+++ DATA FOR THIS EXERCISE +++

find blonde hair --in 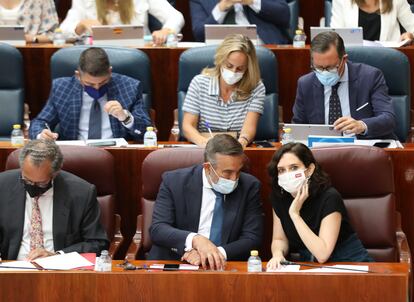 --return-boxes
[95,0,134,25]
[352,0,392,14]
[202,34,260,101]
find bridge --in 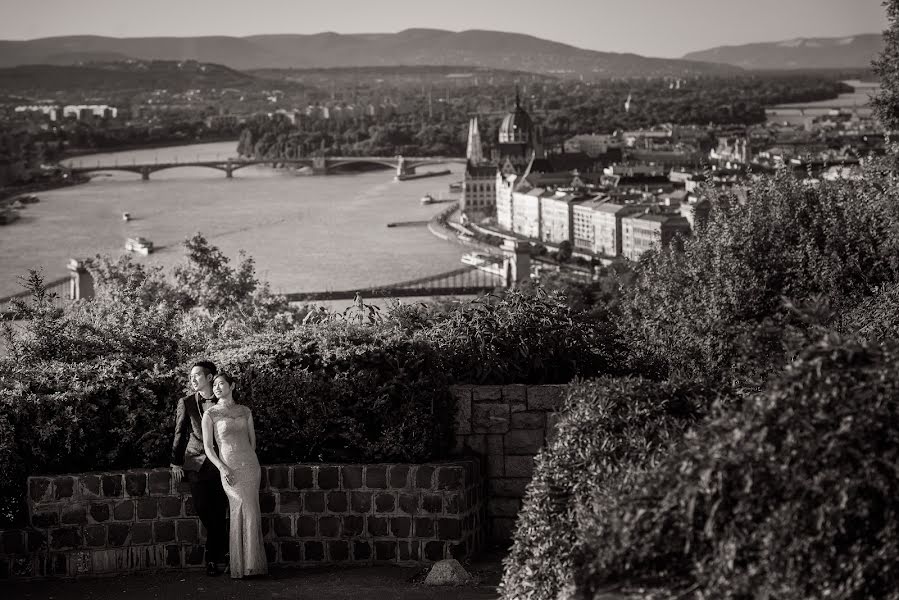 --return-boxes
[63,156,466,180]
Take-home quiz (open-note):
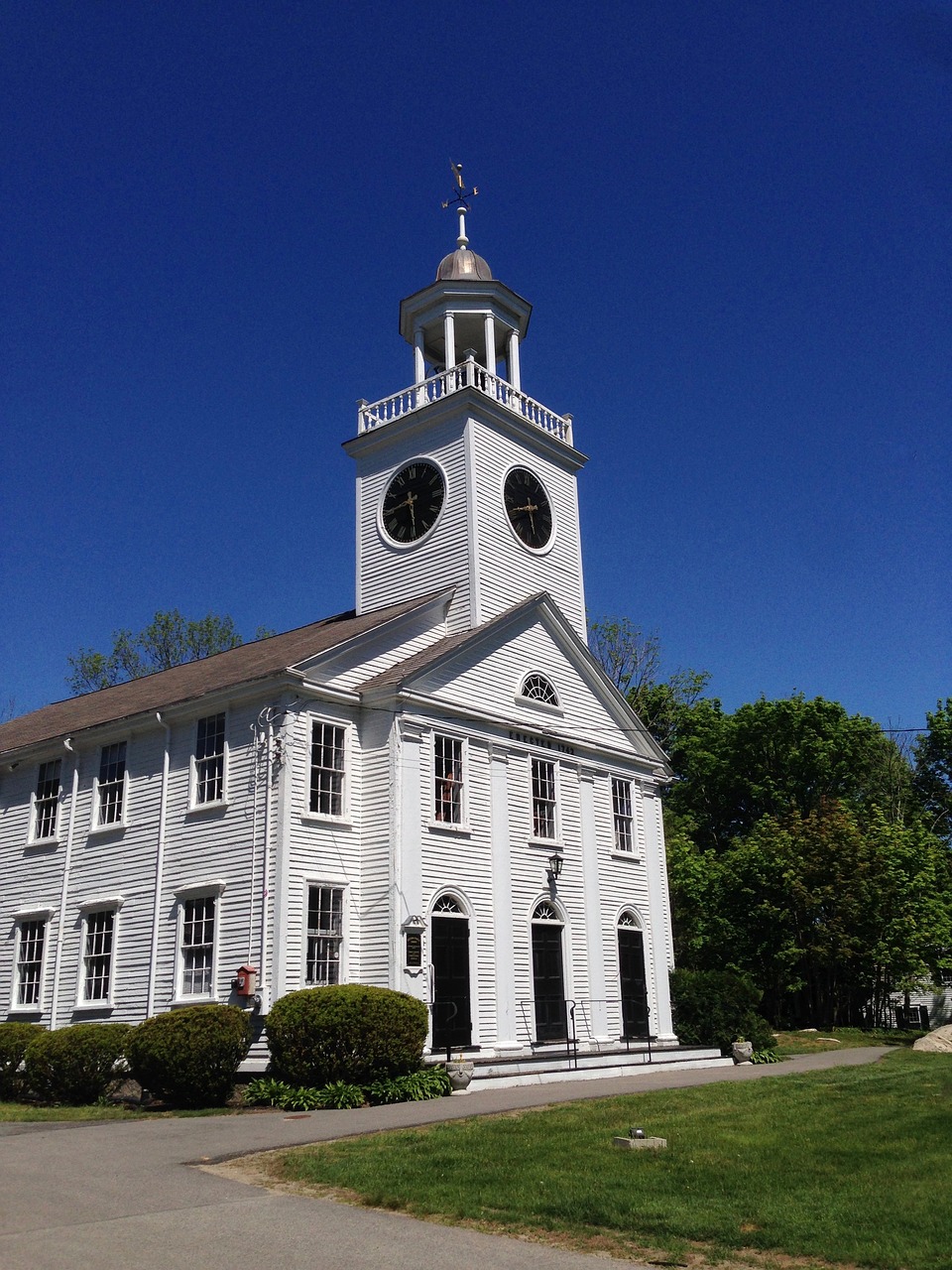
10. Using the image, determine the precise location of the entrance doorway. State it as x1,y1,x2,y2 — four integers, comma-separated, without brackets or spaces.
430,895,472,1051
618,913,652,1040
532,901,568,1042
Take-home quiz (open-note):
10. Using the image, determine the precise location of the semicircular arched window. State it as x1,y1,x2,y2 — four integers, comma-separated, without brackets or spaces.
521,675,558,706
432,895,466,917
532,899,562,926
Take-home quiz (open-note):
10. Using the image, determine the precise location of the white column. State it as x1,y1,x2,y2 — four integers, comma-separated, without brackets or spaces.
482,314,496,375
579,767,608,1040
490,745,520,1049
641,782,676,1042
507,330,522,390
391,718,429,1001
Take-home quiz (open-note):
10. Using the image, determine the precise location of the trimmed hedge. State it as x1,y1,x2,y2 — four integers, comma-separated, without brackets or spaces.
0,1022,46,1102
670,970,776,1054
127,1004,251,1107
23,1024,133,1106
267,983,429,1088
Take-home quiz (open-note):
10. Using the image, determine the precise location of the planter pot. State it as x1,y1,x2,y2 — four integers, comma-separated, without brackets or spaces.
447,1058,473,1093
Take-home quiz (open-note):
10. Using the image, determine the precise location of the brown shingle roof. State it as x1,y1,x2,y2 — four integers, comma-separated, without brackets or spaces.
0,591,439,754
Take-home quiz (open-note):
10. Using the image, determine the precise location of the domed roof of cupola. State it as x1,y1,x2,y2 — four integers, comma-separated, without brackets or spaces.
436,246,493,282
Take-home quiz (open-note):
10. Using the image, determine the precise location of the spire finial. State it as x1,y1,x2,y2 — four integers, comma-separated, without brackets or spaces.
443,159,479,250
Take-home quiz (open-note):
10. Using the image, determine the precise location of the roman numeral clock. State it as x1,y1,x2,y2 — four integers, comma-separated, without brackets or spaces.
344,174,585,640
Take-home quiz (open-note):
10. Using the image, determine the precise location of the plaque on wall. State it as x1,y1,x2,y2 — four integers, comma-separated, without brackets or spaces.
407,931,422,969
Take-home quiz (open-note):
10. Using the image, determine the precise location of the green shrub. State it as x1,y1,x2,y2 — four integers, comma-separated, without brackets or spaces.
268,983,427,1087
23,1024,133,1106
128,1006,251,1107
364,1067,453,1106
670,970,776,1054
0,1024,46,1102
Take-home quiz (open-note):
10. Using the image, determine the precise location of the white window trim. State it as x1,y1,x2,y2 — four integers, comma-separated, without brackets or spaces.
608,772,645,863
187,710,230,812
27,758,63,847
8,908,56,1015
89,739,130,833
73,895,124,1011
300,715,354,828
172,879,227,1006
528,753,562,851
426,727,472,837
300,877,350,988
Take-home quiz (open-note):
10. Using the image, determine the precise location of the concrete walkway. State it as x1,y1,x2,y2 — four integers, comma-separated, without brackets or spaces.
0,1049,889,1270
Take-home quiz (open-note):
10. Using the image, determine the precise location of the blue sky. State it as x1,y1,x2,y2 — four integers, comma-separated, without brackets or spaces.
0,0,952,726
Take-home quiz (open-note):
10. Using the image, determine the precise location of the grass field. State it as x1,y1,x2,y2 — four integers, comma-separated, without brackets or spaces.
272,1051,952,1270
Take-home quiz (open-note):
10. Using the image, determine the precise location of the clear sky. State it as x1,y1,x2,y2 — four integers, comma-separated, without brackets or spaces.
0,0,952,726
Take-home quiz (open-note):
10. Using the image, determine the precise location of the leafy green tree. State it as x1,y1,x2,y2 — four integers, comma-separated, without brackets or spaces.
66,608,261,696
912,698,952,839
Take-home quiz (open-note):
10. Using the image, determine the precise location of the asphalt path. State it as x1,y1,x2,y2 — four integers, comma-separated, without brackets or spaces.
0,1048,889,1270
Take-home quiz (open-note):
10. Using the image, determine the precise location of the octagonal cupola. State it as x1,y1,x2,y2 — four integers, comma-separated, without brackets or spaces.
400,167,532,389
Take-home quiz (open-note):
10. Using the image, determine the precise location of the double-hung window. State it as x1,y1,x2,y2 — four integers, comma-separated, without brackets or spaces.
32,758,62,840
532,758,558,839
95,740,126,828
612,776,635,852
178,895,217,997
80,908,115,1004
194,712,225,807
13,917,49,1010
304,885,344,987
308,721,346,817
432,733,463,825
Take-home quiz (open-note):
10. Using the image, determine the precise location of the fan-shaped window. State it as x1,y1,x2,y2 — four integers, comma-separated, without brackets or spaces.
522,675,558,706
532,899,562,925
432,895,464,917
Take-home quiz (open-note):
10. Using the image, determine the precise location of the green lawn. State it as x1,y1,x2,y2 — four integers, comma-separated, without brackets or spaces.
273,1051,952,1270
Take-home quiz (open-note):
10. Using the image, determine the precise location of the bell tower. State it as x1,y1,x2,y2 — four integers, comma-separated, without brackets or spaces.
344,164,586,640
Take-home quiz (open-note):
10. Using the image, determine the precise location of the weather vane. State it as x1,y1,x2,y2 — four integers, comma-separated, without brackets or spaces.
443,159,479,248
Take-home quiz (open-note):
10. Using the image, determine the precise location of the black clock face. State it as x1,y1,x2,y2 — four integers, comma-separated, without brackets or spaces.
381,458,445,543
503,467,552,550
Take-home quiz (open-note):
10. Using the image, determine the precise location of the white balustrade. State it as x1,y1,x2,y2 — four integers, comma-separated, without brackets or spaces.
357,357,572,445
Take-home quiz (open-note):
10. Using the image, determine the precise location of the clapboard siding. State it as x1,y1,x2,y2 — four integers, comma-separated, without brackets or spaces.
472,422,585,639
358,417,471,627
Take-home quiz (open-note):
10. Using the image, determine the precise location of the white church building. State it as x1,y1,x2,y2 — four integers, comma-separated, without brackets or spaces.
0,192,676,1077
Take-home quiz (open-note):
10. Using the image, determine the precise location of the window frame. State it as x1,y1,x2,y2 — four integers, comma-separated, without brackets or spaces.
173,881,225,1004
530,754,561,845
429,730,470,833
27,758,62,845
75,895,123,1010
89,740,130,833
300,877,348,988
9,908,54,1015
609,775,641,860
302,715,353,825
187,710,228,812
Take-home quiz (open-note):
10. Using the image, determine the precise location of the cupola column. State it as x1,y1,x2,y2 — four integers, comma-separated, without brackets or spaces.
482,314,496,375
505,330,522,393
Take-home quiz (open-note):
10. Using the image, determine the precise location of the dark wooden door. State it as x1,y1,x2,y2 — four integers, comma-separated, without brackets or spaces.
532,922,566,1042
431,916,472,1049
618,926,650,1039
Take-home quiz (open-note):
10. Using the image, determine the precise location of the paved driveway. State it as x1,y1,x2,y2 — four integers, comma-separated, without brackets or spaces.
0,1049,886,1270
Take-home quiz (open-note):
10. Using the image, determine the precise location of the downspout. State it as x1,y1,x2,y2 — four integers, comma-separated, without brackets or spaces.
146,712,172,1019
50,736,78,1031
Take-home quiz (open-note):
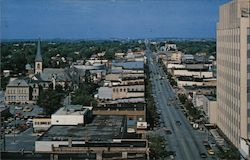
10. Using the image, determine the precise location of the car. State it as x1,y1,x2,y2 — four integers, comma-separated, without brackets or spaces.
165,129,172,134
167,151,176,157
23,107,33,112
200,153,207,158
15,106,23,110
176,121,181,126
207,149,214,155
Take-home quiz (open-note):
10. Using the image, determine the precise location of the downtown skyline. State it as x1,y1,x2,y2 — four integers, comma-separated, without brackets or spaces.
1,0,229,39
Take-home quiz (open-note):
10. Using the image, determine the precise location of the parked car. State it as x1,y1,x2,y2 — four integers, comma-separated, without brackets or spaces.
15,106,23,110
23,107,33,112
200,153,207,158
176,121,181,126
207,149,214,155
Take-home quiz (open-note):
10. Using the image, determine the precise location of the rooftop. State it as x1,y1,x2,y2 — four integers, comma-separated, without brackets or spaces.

+++

● **TASK REQUIREMENTS**:
Please pull out every line of the listing above that contains the string "column".

● **RESULT OF THE TASK**:
10. Using the image, determine the precise location of the white column. State it as x1,y1,x2,y2 — four integers, comma-separated, without brackets or spaces.
10. Using the image, determine the precise location of the cupola column. State it as x1,y1,x2,y2 — four integers, comma-separated, without brackets or spaces.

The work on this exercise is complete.